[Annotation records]

───

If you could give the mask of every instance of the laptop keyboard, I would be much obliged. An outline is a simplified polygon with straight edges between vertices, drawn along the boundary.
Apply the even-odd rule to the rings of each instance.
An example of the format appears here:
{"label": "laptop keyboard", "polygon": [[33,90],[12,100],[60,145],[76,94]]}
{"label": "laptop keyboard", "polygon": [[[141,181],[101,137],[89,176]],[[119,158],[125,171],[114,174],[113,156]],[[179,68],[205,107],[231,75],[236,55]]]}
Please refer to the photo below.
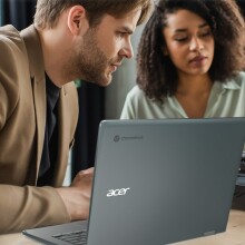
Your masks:
{"label": "laptop keyboard", "polygon": [[77,231],[71,233],[57,234],[53,235],[52,237],[74,245],[86,245],[87,231]]}

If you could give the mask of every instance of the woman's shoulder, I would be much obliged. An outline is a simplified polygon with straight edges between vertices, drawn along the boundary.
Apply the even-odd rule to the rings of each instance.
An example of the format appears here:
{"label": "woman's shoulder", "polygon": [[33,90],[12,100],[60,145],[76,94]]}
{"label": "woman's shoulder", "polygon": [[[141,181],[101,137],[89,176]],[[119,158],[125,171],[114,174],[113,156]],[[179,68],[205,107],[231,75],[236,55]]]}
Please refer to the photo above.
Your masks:
{"label": "woman's shoulder", "polygon": [[239,86],[241,85],[244,86],[244,84],[245,84],[245,72],[241,71],[241,72],[236,74],[236,76],[234,76],[234,78],[231,81],[234,81]]}
{"label": "woman's shoulder", "polygon": [[127,95],[128,98],[133,99],[146,99],[145,92],[138,87],[138,85],[135,85]]}

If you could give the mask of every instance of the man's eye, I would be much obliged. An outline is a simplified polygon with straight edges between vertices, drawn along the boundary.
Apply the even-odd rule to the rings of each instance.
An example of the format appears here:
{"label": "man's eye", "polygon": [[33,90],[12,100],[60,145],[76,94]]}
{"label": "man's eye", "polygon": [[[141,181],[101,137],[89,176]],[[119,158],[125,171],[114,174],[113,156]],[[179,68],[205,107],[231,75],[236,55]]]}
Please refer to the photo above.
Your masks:
{"label": "man's eye", "polygon": [[175,40],[178,42],[185,42],[188,40],[188,38],[176,38]]}

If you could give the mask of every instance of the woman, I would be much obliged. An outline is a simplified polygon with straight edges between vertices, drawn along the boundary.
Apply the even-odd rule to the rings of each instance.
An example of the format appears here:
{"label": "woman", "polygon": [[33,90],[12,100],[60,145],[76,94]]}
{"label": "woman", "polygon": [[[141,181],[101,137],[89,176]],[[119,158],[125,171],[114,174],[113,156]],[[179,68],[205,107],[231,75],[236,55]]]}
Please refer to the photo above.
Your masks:
{"label": "woman", "polygon": [[244,43],[235,1],[159,0],[121,119],[244,117]]}

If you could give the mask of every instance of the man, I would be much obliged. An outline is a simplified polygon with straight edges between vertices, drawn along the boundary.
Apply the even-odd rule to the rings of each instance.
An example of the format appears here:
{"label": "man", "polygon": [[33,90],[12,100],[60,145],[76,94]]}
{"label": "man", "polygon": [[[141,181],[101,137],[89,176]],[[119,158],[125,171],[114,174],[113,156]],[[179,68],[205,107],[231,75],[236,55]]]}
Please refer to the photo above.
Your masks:
{"label": "man", "polygon": [[62,187],[78,119],[70,81],[109,85],[150,7],[38,0],[32,26],[0,28],[0,233],[88,218],[92,169]]}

───

**WHAT TO PRODUCE:** Can you rewrite every line from the one containing "of the man, I" through the end of the records, requests included, with each polygon coordinate in the answers multiplied by 0.2 and rounded to a whole number, halves up? Leave the numbers in the requests and their format samples as they are.

**ANSWER BELOW:**
If you could give the mask of every instance of the man, I would be much obliged. An outline is a simplified polygon with straight edges between vertices, drawn along the boundary.
Apply the even-odd rule to the rings of each instance.
An example of the format appears here:
{"label": "man", "polygon": [[33,90],[12,100],[60,145],[76,94]]}
{"label": "man", "polygon": [[[141,181],[101,137],[89,176]],[[119,158],[125,171],[114,174],[113,156]],[[179,68],[205,107],[231,75],[236,55]]]}
Please refer to the photo above.
Your masks:
{"label": "man", "polygon": [[12,37],[16,24],[14,16],[22,17],[30,1],[8,0],[6,5],[0,6],[0,47],[18,44],[18,34]]}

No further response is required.